— Begin The records —

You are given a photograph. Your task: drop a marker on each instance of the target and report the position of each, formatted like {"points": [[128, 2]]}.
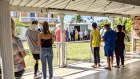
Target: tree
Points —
{"points": [[77, 19], [123, 21], [118, 21], [103, 22], [19, 26]]}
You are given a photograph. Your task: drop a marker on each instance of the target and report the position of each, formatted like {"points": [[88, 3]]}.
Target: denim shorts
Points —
{"points": [[46, 52]]}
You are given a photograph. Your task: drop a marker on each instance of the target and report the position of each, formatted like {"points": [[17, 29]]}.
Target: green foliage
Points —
{"points": [[103, 22], [123, 21], [118, 21], [77, 19], [19, 26]]}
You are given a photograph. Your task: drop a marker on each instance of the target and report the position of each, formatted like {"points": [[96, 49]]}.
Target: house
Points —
{"points": [[28, 17]]}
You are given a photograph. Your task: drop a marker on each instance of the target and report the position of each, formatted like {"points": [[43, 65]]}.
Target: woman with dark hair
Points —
{"points": [[120, 46], [18, 53], [45, 42]]}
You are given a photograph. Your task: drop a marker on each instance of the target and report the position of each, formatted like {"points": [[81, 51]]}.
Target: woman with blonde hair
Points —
{"points": [[45, 42], [18, 53]]}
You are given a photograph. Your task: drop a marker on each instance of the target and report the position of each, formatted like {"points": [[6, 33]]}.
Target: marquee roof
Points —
{"points": [[82, 7]]}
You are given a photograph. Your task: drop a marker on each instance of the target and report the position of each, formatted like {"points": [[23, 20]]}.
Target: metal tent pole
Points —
{"points": [[62, 48], [6, 41]]}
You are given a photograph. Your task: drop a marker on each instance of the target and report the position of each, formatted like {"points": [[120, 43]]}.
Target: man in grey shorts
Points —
{"points": [[32, 38]]}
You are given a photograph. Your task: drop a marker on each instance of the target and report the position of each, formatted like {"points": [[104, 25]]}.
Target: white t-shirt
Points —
{"points": [[81, 34]]}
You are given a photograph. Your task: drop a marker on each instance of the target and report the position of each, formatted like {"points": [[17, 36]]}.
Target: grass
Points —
{"points": [[75, 52]]}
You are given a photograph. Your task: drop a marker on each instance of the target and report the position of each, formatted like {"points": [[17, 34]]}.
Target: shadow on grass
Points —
{"points": [[74, 59]]}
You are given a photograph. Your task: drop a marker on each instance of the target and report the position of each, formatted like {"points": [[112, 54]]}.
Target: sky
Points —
{"points": [[96, 18]]}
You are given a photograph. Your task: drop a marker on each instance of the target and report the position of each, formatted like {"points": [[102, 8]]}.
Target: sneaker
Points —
{"points": [[36, 76]]}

— End The records —

(Exercise): Write out all the entries again, word for word, and print no images.

(Solution):
You are given a photograph. Your task: drop a marker on each instance of the target and report the position of each, formatted like {"points": [[128, 2]]}.
Target: tree
Points —
{"points": [[77, 19], [123, 21], [118, 21], [103, 22], [19, 26]]}
You are given a photograph. Your task: drop a marker on each instance of the target and report the position of each, formatted like {"points": [[88, 3]]}.
Target: denim shorts
Points —
{"points": [[46, 52]]}
You are given a photograph. Your task: drop a marker on each instance of the target and report the position of each, formatted like {"points": [[17, 29]]}.
Target: green foliage
Points —
{"points": [[103, 22], [123, 21], [118, 21], [77, 19], [19, 26]]}
You are given a photograph. Your task: drop a marker on each instance of the target and report the position of each, formatted like {"points": [[96, 49]]}.
Target: house
Points —
{"points": [[28, 17]]}
You are given a photograph. Your task: drop a marker on each instance of the target and report the position of each, formatted like {"points": [[43, 65]]}.
Target: woman with dark hair
Points —
{"points": [[120, 46], [18, 53], [45, 42]]}
You are given a photograph. Your task: drop a marker on each instance of the target and report the position of each, formatted like {"points": [[81, 51]]}.
Target: woman with blonde hair
Points —
{"points": [[45, 42], [18, 53]]}
You are given a photograph. Your task: drop a marker on each instance of the target and report the position of each, formatted like {"points": [[6, 33]]}.
Target: marquee roof
Points —
{"points": [[82, 7]]}
You are given a photograph. Your task: drop a marker on each instance of the target and report the position of each, formatted like {"points": [[23, 20]]}.
Target: metal tent pole
Points —
{"points": [[62, 48], [6, 41]]}
You are given a photograph. Your task: drop a marker on each instance of the target and report the position of each, formatted like {"points": [[120, 43]]}.
Target: man in grey shorts
Points —
{"points": [[32, 38]]}
You are given a photograph. Your task: drop a marker on each instance of the target and report the position of each, formatted like {"points": [[104, 25]]}.
Target: white t-shirt
Points —
{"points": [[81, 34]]}
You are given a photograph. Your task: drop a marker on each instance of the target and report the position of each, formatted like {"points": [[17, 36]]}.
Target: grass
Points —
{"points": [[75, 52]]}
You are given a photograph. Your task: drop a marker on each instance of the target and report the position of each, formatted like {"points": [[17, 34]]}.
Target: shadow on grass
Points —
{"points": [[74, 59]]}
You are given a photograph. Your task: drop a marker on each instance of the target and report the position of each, formatted like {"points": [[112, 54]]}.
Target: sky
Points —
{"points": [[96, 18]]}
You are given a photograph. Your task: drop a marker on each instance of the target and report the position of each, formatted like {"points": [[102, 8]]}.
Target: sneaker
Points —
{"points": [[36, 76]]}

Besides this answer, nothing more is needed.